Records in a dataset
•••••
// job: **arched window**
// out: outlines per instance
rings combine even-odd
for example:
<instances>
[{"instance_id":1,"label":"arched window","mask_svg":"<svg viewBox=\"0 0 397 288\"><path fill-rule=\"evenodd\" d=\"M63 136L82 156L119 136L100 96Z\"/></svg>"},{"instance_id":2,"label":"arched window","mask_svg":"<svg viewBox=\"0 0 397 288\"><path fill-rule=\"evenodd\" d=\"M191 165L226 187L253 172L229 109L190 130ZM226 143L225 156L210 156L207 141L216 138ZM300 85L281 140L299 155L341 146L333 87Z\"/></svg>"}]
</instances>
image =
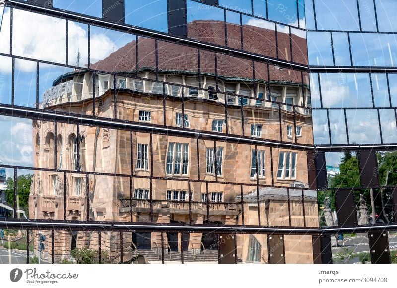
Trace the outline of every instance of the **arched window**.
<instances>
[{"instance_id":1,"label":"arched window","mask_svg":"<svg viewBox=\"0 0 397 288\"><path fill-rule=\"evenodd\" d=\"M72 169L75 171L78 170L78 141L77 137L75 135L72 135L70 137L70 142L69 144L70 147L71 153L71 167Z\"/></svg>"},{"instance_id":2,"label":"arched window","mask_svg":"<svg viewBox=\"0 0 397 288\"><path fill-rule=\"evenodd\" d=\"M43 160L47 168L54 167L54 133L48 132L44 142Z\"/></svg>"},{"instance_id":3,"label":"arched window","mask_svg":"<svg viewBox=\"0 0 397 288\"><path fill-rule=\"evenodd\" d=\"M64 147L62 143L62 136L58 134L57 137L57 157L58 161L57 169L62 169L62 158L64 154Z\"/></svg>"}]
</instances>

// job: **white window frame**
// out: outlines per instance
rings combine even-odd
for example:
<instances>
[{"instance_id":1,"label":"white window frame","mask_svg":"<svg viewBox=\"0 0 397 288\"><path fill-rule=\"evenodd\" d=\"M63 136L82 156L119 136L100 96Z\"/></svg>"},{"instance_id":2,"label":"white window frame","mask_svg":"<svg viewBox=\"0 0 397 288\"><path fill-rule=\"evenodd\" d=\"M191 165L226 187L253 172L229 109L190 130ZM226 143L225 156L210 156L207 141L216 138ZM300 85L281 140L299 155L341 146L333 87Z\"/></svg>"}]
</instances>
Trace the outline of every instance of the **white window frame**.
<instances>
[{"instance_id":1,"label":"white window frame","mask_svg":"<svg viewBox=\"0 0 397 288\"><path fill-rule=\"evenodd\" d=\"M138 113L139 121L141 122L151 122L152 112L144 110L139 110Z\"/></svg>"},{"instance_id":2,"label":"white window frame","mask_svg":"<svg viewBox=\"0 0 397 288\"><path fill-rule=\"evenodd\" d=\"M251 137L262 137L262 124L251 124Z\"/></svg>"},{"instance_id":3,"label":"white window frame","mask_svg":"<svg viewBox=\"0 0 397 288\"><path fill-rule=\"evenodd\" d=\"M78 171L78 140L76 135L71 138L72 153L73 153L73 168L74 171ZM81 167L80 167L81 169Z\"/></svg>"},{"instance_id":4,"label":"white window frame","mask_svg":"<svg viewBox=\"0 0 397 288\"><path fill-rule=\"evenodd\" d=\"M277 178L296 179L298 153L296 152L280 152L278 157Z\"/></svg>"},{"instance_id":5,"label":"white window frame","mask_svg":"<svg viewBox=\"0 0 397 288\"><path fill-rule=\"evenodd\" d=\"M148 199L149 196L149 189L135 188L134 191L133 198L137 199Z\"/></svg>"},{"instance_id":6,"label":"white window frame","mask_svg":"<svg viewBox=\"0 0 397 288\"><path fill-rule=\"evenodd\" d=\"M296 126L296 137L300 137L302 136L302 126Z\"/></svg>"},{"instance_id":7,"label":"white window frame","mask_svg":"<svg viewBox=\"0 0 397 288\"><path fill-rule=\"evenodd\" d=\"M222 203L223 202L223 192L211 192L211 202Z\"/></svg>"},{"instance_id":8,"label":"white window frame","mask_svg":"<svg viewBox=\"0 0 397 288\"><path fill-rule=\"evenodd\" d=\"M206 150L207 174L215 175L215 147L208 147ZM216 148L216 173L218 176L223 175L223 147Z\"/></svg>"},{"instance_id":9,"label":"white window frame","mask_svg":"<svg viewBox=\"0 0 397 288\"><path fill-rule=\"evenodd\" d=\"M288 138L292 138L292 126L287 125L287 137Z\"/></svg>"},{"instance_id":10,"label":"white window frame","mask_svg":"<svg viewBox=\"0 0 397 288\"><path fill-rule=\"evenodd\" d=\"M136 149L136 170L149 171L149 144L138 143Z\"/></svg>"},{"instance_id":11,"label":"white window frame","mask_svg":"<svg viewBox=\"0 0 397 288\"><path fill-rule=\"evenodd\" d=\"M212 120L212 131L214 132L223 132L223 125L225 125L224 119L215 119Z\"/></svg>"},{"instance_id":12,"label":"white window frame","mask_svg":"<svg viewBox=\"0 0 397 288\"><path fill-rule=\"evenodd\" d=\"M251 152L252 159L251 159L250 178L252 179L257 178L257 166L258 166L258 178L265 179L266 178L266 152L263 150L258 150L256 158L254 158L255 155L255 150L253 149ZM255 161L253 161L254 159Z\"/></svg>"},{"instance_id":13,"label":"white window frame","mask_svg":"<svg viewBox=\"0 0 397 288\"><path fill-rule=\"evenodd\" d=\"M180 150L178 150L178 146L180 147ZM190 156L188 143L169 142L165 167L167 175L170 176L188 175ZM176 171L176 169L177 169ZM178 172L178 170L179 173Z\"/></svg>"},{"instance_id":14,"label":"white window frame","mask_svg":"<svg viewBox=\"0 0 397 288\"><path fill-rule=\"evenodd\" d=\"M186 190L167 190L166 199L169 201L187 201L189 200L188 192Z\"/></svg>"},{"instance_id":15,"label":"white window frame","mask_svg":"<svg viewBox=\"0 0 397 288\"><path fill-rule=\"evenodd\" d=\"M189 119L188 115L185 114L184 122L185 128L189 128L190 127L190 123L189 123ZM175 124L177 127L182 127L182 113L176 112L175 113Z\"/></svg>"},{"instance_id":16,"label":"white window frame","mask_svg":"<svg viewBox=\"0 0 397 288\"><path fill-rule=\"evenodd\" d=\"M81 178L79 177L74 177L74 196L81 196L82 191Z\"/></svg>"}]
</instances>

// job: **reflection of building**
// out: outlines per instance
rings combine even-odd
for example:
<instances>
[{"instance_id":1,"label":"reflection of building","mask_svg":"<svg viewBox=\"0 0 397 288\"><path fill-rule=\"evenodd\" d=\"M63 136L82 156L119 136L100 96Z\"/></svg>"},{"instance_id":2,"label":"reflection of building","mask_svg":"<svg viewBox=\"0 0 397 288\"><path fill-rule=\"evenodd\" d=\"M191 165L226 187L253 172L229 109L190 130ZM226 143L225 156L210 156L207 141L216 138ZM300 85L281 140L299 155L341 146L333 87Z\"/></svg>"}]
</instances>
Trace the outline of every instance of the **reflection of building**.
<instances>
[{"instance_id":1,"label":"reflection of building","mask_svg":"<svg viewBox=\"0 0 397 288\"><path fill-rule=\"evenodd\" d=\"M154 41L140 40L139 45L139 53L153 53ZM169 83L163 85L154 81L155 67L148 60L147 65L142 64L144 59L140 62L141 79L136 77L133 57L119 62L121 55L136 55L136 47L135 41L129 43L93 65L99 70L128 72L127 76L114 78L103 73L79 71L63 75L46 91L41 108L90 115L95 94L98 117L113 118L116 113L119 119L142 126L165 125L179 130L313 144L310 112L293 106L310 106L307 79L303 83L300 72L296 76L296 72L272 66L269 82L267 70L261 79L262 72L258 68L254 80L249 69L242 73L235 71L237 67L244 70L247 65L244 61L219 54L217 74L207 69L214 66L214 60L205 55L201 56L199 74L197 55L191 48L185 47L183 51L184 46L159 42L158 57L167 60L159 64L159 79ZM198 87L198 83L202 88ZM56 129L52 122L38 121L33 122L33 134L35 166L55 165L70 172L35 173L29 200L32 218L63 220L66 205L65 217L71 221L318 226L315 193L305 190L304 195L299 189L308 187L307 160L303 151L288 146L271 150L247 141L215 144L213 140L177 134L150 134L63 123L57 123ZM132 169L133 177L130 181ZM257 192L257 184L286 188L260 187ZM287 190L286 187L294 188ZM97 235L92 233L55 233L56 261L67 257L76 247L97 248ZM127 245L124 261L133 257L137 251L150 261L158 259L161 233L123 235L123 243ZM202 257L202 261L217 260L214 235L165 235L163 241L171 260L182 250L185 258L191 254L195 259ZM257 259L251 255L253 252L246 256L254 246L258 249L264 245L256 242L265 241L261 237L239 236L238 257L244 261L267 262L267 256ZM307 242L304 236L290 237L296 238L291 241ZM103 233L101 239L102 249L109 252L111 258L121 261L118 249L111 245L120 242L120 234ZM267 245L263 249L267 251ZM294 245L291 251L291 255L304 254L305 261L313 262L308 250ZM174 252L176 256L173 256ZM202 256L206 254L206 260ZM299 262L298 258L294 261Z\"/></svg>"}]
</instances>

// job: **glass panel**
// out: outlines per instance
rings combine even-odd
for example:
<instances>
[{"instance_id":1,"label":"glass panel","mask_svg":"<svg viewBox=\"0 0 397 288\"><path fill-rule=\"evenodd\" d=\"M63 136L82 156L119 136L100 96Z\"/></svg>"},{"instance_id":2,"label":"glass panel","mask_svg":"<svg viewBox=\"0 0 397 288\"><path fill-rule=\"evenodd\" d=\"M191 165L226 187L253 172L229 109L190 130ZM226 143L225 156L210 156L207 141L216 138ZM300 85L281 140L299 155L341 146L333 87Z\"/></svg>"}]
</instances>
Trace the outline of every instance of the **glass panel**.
•••••
EXERCISE PROMPT:
Render the listing from the line containing "job: **glass panel**" through its end as a Markdown table with columns Row and Line. Number each line and leave out any blank lines.

WRITTEN RESPONSE:
| Row | Line |
|---|---|
| 1 | // job: **glass panel** |
| 2 | // out: outlines per instance |
| 3 | rings combine even-odd |
| 4 | for example: |
| 5 | <instances> |
| 6 | [{"instance_id":1,"label":"glass panel","mask_svg":"<svg viewBox=\"0 0 397 288\"><path fill-rule=\"evenodd\" d=\"M63 136L82 156L119 136L100 96Z\"/></svg>"},{"instance_id":2,"label":"glass panel","mask_svg":"<svg viewBox=\"0 0 397 288\"><path fill-rule=\"evenodd\" d=\"M191 165L226 187L253 172L229 109L190 130ZM226 143L225 156L210 156L207 141L216 138ZM300 85L281 140L299 155L341 146L333 87Z\"/></svg>"}] |
| 7 | </instances> |
| 8 | Trace the outline of every instance of the **glass panel**. |